### Exercise input
● ● ● ● ●

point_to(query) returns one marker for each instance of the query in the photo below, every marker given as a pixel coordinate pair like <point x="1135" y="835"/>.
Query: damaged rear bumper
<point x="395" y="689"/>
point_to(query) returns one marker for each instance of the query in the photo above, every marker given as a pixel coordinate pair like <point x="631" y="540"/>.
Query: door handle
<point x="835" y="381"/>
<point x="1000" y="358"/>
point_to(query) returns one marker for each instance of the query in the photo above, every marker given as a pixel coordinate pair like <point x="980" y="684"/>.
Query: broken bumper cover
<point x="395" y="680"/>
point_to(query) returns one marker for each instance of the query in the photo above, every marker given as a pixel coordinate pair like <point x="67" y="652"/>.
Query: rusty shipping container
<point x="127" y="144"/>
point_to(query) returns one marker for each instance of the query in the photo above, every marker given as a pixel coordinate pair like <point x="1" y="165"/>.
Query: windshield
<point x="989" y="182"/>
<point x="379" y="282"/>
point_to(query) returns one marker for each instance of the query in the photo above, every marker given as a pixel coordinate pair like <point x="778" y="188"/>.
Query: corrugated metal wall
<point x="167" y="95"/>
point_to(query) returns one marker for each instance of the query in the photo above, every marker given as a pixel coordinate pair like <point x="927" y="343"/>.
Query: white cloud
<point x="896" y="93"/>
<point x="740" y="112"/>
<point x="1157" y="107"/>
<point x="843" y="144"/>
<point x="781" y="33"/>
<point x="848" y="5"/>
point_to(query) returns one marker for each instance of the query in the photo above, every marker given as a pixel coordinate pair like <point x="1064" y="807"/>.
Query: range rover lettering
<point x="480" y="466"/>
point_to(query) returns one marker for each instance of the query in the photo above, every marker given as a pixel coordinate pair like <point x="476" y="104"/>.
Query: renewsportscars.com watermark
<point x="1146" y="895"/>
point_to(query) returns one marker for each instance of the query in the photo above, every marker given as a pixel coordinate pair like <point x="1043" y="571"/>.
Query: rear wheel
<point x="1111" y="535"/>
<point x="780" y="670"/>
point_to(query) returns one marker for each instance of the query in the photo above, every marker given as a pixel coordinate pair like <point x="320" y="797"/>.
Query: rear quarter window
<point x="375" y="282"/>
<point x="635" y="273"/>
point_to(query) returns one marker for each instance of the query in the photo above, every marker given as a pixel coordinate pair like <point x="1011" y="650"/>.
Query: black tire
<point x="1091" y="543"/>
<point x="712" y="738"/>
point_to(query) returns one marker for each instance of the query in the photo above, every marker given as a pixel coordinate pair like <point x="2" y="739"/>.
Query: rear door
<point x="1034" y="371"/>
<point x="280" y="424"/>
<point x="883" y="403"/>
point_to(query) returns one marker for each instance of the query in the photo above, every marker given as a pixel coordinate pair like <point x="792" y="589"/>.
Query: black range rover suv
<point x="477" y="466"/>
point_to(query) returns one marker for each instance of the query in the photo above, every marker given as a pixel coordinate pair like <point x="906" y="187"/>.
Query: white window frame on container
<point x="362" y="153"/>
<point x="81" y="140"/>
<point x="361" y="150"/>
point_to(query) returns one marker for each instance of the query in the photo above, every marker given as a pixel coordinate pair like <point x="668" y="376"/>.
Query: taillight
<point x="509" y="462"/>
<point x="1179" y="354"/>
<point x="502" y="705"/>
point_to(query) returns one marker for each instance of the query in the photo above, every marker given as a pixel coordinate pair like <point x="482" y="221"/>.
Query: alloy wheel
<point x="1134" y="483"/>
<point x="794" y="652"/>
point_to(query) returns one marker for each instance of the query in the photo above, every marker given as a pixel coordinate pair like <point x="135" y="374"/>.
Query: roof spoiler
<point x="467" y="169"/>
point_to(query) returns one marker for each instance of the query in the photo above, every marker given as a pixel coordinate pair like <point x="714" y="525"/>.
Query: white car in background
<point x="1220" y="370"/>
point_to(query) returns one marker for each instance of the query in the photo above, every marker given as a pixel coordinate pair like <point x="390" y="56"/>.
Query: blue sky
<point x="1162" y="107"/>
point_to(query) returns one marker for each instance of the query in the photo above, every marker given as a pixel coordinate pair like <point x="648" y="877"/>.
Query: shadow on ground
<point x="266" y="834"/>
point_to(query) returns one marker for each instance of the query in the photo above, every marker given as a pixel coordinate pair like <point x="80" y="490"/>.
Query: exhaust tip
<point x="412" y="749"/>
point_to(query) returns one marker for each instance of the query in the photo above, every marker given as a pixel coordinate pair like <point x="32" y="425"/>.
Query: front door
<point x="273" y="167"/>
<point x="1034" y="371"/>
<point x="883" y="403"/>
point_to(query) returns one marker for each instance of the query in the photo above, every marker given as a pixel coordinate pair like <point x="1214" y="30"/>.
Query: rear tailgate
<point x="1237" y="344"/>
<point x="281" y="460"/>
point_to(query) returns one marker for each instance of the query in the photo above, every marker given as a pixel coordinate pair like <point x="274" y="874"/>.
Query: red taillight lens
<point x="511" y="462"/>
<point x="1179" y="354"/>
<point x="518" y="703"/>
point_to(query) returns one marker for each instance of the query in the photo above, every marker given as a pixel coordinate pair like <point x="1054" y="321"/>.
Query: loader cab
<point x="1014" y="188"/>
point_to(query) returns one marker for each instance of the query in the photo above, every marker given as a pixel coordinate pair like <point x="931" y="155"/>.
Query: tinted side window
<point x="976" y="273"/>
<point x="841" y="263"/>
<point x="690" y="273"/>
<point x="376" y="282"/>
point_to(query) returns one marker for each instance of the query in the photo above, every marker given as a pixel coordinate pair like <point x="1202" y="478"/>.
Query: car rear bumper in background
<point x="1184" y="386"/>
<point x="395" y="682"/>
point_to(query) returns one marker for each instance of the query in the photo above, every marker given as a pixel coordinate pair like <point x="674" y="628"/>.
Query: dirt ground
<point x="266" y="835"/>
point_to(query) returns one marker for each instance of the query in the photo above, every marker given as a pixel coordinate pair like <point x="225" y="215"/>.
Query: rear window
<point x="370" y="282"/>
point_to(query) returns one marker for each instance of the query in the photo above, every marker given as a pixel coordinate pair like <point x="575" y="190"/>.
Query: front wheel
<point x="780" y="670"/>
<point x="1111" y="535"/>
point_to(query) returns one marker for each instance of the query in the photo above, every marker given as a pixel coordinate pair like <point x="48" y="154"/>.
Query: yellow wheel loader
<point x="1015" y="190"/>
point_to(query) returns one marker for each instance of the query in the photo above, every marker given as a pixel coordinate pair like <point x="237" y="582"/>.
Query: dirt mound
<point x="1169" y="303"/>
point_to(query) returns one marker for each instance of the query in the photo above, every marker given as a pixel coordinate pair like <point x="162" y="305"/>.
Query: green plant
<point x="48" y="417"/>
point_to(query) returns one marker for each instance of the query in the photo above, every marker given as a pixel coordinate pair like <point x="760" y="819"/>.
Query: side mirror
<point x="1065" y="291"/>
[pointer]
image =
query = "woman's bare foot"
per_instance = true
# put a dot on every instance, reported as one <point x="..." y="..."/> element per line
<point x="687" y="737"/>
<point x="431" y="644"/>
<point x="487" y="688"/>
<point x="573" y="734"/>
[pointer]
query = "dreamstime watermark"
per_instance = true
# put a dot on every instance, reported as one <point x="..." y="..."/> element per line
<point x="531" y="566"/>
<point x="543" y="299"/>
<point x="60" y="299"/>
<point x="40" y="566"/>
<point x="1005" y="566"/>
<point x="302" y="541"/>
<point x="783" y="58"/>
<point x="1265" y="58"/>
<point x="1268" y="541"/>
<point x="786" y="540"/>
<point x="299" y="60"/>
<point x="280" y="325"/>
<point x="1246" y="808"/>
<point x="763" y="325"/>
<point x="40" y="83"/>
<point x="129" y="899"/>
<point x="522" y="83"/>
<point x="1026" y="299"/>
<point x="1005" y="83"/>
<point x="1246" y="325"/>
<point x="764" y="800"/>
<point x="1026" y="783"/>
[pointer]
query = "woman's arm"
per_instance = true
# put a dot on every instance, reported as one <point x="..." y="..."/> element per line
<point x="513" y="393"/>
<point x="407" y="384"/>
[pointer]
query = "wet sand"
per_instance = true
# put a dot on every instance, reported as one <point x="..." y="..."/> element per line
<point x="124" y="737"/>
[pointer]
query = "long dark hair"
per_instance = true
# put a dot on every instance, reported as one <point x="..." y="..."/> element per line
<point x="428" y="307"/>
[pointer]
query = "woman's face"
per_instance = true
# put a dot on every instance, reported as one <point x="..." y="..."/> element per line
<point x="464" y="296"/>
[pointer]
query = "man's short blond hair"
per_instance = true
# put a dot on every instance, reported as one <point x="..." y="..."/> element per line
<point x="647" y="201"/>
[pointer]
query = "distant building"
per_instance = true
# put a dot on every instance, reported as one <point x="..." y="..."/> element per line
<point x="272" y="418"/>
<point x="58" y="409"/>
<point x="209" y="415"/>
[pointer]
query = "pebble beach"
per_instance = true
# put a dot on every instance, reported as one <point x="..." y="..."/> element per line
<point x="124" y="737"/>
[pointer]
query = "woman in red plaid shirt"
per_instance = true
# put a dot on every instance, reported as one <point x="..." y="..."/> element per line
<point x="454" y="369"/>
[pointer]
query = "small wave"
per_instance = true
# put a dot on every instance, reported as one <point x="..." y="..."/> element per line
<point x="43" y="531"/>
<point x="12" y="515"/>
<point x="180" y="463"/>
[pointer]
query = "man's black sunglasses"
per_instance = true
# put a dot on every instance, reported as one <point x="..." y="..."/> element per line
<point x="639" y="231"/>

● ● ● ● ●

### Work required
Go through the records line by line and give the number of lines with the string "hair" in them, stating nothing else.

### Result of the task
2